Source document:
-*-*-
ResistMuchObeyLittle said:


> Yes, I'm out and about. To me there's nothing more amazing than seeing the country this way. I'm a very quiet type, So i'm not really one to want to strike up conversations with people- which, a lot of people ask about bike touring,where you going, etc. etc. I'm trying to get use to that. are you out and about Geraldo?



Not quite yet. I got five more weeks of work and one week of clearing out my apartment before I'm there yet. But it appers that I either already have everything I need or it's being made. So I'm just counting down the seconds


----------



## hazeinmybong (May 31, 2018)

People do like to chat about touring. They always want to know about goals and if I'm riding for a cause or something. I made a profile on warmshowers with the login WhiteDjango and they banned me. They told me warmshowers is not some kind of sluturnative living place.


----------



## ResistMuchObeyLittle (Jun 16, 2018)
-*-*-
Given records:
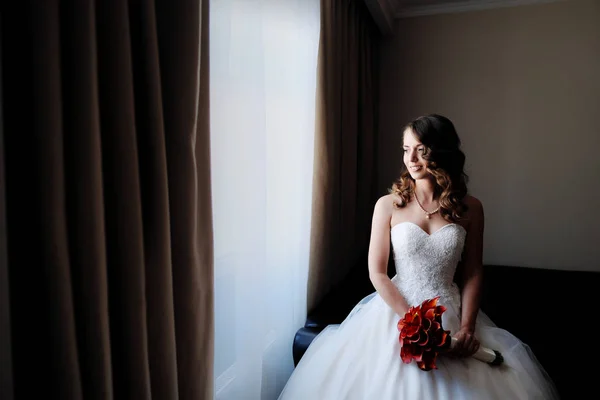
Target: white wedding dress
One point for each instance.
(360, 358)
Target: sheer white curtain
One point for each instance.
(263, 66)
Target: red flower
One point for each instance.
(422, 336)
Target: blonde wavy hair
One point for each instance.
(445, 161)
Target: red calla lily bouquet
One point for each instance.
(422, 337)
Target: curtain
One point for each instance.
(344, 183)
(108, 201)
(263, 83)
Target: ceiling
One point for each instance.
(408, 8)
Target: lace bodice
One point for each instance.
(425, 264)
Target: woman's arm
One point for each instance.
(379, 250)
(472, 278)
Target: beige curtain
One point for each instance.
(344, 181)
(105, 120)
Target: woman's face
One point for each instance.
(413, 156)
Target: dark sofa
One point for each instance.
(554, 311)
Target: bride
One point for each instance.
(436, 232)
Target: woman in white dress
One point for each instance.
(436, 232)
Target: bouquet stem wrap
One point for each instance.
(422, 337)
(493, 357)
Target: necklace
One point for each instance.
(428, 214)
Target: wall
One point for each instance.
(522, 85)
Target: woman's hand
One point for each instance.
(466, 344)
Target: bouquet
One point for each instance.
(422, 337)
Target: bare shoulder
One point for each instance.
(386, 203)
(385, 206)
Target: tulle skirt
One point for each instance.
(359, 359)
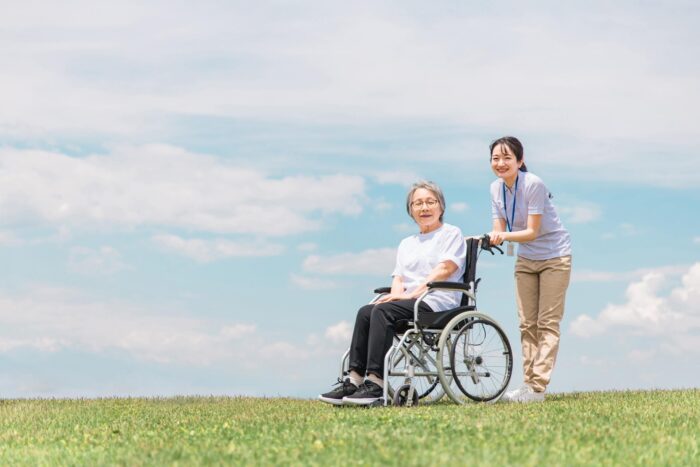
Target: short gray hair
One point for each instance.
(430, 186)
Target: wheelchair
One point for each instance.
(461, 353)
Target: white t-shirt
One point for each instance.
(418, 255)
(532, 197)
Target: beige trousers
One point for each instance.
(540, 287)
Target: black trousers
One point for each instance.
(374, 334)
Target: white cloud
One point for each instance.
(375, 262)
(205, 251)
(312, 283)
(307, 246)
(672, 318)
(582, 213)
(458, 207)
(398, 177)
(106, 73)
(625, 276)
(49, 319)
(624, 229)
(99, 261)
(160, 185)
(9, 238)
(340, 333)
(405, 228)
(381, 205)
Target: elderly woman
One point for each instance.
(436, 253)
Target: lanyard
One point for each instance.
(511, 222)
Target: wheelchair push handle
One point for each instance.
(486, 245)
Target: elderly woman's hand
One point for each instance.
(496, 238)
(391, 297)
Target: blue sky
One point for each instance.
(196, 199)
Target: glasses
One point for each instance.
(431, 203)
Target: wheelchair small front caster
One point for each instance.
(401, 396)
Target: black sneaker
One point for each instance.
(367, 393)
(335, 397)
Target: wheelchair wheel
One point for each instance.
(425, 380)
(401, 396)
(481, 352)
(474, 358)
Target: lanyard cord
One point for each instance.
(510, 223)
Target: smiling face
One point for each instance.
(504, 164)
(426, 210)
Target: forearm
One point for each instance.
(441, 272)
(520, 236)
(397, 286)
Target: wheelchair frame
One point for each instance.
(440, 334)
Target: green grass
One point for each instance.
(615, 428)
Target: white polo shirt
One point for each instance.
(532, 197)
(418, 255)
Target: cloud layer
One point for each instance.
(165, 186)
(51, 319)
(672, 318)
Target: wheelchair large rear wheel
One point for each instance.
(474, 354)
(481, 356)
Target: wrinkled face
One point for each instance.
(504, 164)
(426, 210)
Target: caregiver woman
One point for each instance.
(523, 213)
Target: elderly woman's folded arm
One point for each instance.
(441, 272)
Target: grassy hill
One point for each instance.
(613, 428)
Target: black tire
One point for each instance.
(481, 360)
(401, 396)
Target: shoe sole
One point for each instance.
(329, 400)
(358, 401)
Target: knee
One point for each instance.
(528, 325)
(364, 313)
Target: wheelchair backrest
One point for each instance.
-*-*-
Written exercise 1: Pull out every line of the records that contains the word "woman". Case counts.
Written exercise 2: Extend the bike touring forum thread from the point where it stops.

Right answer 1:
Target: woman's arm
Target: woman's face
Target: woman in white dress
Target: woman's hand
Target: elderly woman
Target: elderly woman's hand
Target: caregiver woman
Target: elderly woman's folded arm

Right answer 2:
UPDATE: I got my bike off of craigslist, a steel frame, mid 90's Schwinn for $60. I put a front and rear rack on it, put Schwalbe marathon tires on it, changed the crankshaft since shimano had a recall back in 97' and they still are honoring that recall. I got some decent panniers(originally made bucket panniers) also added a few dry bags that i got at a great discount that way shit stays somewhat dry.
i also added a picture of the same bike but different color that a guy totally revamped. His project turned out amazing. Thanks goes to Gypsybones for all his advice!


----------



## MFB (Jun 20, 2018)

As Budget-y as it gets....
Once I road a $40 Wal-Mart bike across Cent Am; Plus $1 for some bungees to lash my pack to the rack.
About 3,000 miles over 60 days.
It was dope. And excrutiating.
Other bike tour-ers, we'd get to chattin, were a mixture of befuddled and offended when the saw my rig.

Todo Terraino, yo


----------



## ResistMuchObeyLittle (Jun 21, 2018)

That's so badass.


----------



## ResistMuchObeyLittle (Aug 13, 2018)

Used an old lunch bag and zip tied it to the front rack to carry my bike tools in. Zip ties are great!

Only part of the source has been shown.